#### Exercise requirements:
In the journal excerpt about the lake camping trip, explain in one to three sentences why the writer's heart sank when Don mentioned taking the fishing gear on the morning paddle.

#### Passage shown:
We’ve seen no one else on the Lake this afternoon.

The Island is a beautiful place, quite large, with a lot of terrain to explore behind camp, a fire circle out here on the beach close to the water, and a larger more sheltered area beneath the trees farther back in camp. The island itself is studded with large pines– red and white– along with some cedar and spruce, and even a few hemlocks. Our view from this rocky perch is splendid, with smaller islands dotting the surface of the water surrounding us. Low-growing laurel is rooted in the duff atop the granite here. The flora on this exposed point of granite is well acclimated to the more typical crunchy, sandy soil, but with all of this spring rain, its buds are prolific, seemingly ready to burst into bloom.

I must get up now to move into the sun. The winds is quite chilly here in the shade that has suddenly befallen me.

Day 5, 3:00pm, Lake Louisa

Breeze feels like a caress on my skin here on the grassy knob under the shade of White Pine.

Last evening, a sudden shower, short lived but enough to chase us into the tent, had us falling to sleep by 9:30 to the patter of raindrops on the tent roof. I woke this morning at 5:30, but though the hint of color brimming on the east horizon invited me to rise with the sun, I rolled over and fell back to sleep until 7! The sleep was much needed, I expect. (The new sleeping mat is quite comfortable)

Wind rushes through the pines now, adding its voice to the music of the water galunking as it laps against the rocks. Bullfrog, in the tiny entrapped pool, on the side of the island where we land the canoe, bellows. This morning, the geese, nesting on the rocks offshore honked a morning wakeup call.

We paddled this morning to the far east end of the lake and back, after a lingering and leisurely breakfast of pancakes and bacon, cooked over the fire at the water’s edge. We tried our hand at trolling for lake trout for a bit, to no avail except for our mutual frustration with tangled lines and getting pushed around by the windswept lake. (I must admit here that my heart sunk a bit when Don mentioned taking the fishing gear along for our morning paddle. I do not like paddling solo from the bow of the boat when Don is fishing from the stern, and he won’t take the bow seat because it is not comfortable for him. It just makes the entire experience of being in the canoe on the water a labor (of love) for me) Finally, we both relented and reeled in our lines, after freeing our lures from the rocks one last time, and just paddled together through the remainder of the morning, which relaxed us both.

Turning back toward home, we stopped at a small, rather simple campsite, on an exposed point along the south shore, which would’ve made a fine camp for the 2 of us, though it didn’t seem to be a preferred stop for many. We enjoyed a lunch of rehydrated chicken salad and crackers on the rocks there before heading back.

Now we are seated shoulder to shoulder, each of us sighing from time to time at the leisure of it and our ease with one another.

#### Record list:
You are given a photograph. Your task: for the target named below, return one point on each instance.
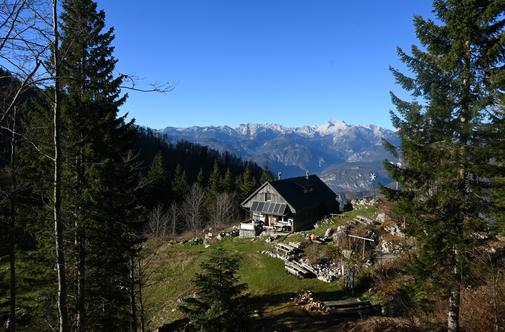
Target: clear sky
(293, 62)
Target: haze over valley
(343, 155)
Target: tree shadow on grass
(278, 313)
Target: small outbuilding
(291, 204)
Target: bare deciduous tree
(193, 207)
(158, 222)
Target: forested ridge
(81, 184)
(92, 205)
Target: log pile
(308, 302)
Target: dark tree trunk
(141, 298)
(454, 296)
(12, 233)
(133, 304)
(58, 224)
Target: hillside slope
(337, 150)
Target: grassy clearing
(172, 267)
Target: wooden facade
(291, 204)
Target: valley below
(343, 155)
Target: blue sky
(293, 62)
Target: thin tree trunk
(454, 296)
(79, 235)
(12, 239)
(133, 304)
(80, 277)
(58, 224)
(141, 299)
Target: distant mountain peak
(331, 149)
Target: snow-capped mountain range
(342, 155)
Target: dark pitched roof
(301, 192)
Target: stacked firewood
(308, 302)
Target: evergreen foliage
(218, 304)
(214, 182)
(456, 84)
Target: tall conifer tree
(443, 195)
(97, 142)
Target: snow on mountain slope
(342, 154)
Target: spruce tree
(157, 181)
(200, 178)
(214, 182)
(228, 182)
(218, 304)
(444, 196)
(179, 185)
(265, 175)
(247, 183)
(97, 143)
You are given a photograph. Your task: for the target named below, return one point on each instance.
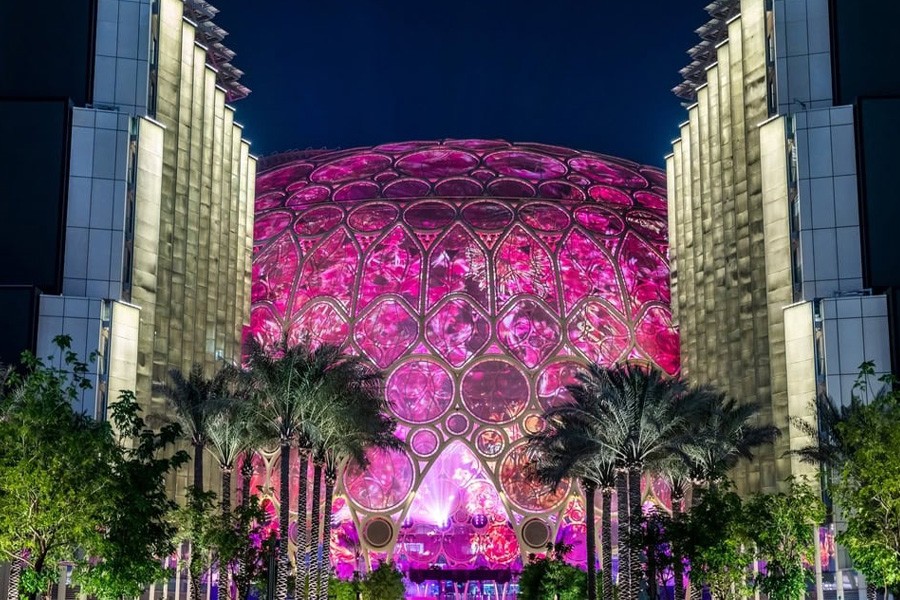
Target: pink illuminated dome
(478, 275)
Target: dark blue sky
(588, 74)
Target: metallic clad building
(785, 273)
(156, 204)
(478, 275)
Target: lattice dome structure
(478, 275)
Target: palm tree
(569, 447)
(717, 433)
(288, 384)
(674, 471)
(195, 400)
(362, 422)
(230, 432)
(634, 410)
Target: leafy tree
(196, 399)
(552, 578)
(198, 522)
(781, 525)
(56, 485)
(633, 411)
(137, 529)
(569, 447)
(717, 433)
(361, 422)
(712, 537)
(287, 384)
(868, 486)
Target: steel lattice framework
(478, 275)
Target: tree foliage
(781, 526)
(868, 485)
(137, 529)
(56, 487)
(712, 538)
(551, 577)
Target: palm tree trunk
(590, 489)
(622, 516)
(606, 532)
(198, 467)
(246, 475)
(284, 508)
(871, 591)
(314, 532)
(15, 575)
(226, 491)
(635, 511)
(677, 564)
(195, 571)
(330, 479)
(302, 557)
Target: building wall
(770, 243)
(717, 234)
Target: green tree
(781, 525)
(288, 385)
(634, 411)
(551, 578)
(56, 485)
(569, 447)
(195, 399)
(868, 486)
(361, 422)
(712, 537)
(137, 527)
(199, 523)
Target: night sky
(588, 74)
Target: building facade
(478, 275)
(784, 274)
(134, 185)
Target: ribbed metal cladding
(722, 301)
(194, 201)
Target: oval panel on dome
(437, 162)
(373, 217)
(561, 190)
(407, 188)
(358, 190)
(384, 484)
(608, 172)
(429, 215)
(544, 217)
(419, 391)
(487, 215)
(319, 220)
(495, 391)
(308, 195)
(271, 224)
(525, 165)
(458, 187)
(356, 166)
(511, 188)
(600, 221)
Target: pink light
(479, 275)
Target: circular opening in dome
(378, 532)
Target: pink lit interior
(478, 275)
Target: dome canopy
(454, 169)
(479, 275)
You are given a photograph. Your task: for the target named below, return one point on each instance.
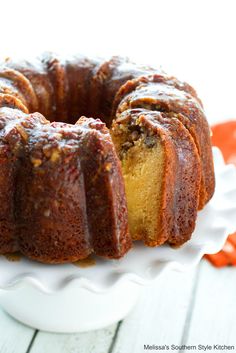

#### Exercise response:
When Don fishes from the stern, the writer has to paddle alone from the bow, which the writer dislikes. Don won't take the bow seat because it is uncomfortable for him, so the whole outing on the water becomes a labor for the writer.